What you need to do:
Print without changes every line from the one containing "of the woman?" down through the final line of the records.

Source records:

* begin *

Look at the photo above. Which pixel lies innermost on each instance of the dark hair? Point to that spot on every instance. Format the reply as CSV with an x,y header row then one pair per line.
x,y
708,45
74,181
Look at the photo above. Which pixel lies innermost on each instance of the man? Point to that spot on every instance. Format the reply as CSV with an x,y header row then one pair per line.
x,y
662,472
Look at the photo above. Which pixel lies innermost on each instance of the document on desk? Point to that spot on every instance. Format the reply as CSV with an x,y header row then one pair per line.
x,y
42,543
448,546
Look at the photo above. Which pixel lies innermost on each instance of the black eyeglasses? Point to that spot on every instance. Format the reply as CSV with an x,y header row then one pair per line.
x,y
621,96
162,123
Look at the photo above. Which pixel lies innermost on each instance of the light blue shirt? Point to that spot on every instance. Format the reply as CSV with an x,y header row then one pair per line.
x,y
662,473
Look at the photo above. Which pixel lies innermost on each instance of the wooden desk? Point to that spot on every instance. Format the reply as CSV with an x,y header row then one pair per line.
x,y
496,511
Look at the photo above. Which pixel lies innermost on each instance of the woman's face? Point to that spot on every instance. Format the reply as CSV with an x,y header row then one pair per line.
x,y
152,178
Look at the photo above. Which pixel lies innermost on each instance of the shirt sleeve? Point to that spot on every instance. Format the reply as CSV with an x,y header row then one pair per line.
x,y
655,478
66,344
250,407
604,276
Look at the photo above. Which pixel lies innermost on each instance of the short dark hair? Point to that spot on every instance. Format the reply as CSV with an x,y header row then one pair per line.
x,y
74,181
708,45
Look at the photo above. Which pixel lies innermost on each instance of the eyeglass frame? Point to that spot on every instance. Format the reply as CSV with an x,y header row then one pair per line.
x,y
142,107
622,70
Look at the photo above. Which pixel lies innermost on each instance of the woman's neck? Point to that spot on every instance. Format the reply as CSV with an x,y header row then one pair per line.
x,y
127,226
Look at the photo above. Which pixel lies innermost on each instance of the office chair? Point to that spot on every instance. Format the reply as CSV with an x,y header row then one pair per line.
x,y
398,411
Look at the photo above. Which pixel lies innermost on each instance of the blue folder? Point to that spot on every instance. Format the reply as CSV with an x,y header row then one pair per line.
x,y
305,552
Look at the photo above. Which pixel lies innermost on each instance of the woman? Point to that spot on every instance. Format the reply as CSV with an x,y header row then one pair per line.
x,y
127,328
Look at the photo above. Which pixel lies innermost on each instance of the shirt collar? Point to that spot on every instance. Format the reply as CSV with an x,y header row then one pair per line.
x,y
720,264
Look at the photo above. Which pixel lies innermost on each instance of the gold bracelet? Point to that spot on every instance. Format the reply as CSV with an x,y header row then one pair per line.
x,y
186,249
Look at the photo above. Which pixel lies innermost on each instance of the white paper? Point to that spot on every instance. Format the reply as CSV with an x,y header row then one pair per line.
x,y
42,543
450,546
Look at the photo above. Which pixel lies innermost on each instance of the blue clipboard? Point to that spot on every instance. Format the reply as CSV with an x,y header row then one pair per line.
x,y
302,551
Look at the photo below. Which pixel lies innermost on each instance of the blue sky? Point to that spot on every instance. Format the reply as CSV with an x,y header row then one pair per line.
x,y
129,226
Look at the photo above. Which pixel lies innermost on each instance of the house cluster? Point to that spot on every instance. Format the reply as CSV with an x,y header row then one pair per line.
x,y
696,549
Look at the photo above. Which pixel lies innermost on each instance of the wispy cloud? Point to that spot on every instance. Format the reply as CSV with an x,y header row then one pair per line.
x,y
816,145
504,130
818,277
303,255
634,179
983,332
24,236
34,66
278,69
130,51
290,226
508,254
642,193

* end *

Expected answer:
Look at the photo above. Which pixel lies innermost on each instance of the woman? Point to that spot on every instance. Format the reply as CSV with an x,y header row then one pair per line.
x,y
127,328
Look at the photo above. Which pixel lies innermost on each instance of the shirt collar? Point to that spot on every instance. Format the reply as CSV with an x,y header row then one pair per line.
x,y
720,264
Look at the photo above. Which pixel lies innermost on each instance of the gold bracelet? Point to that spot on every instance. Format the reply as CSV with an x,y header row then one pair per line.
x,y
186,249
Look at the photo above. Which pixel lies innermost on each instance of the white paper? Point to that spot on every instance. Format the reply as CSV with an x,y header row then one pair per line.
x,y
42,543
450,546
Look at the photo above. Which pixel lies innermost on each instance of the blue clipboard? Point to that spot on every instance. Format the reply as CSV with an x,y header row then one pair per line.
x,y
302,551
Look at the photo below. Which pixel lies innermost on each instance of the blue sky? Point to that spot on every instance. Format the reply as CSV with an x,y header row then one pair per line.
x,y
129,226
Look at the photo above. Which pixel lies innermost on each instance of the house cluster? Point to that spot on every instance. Format the reply as CSV with an x,y header row then one pair per line.
x,y
696,549
Look at the photo above. Which pixel lies innermost on each instance of the wispy cloud? Point to that spot on every instance. Format the reply as CSV with an x,y header row then one pair per line.
x,y
816,145
504,130
818,277
303,255
634,179
983,332
24,236
34,66
278,69
130,51
290,226
508,254
642,193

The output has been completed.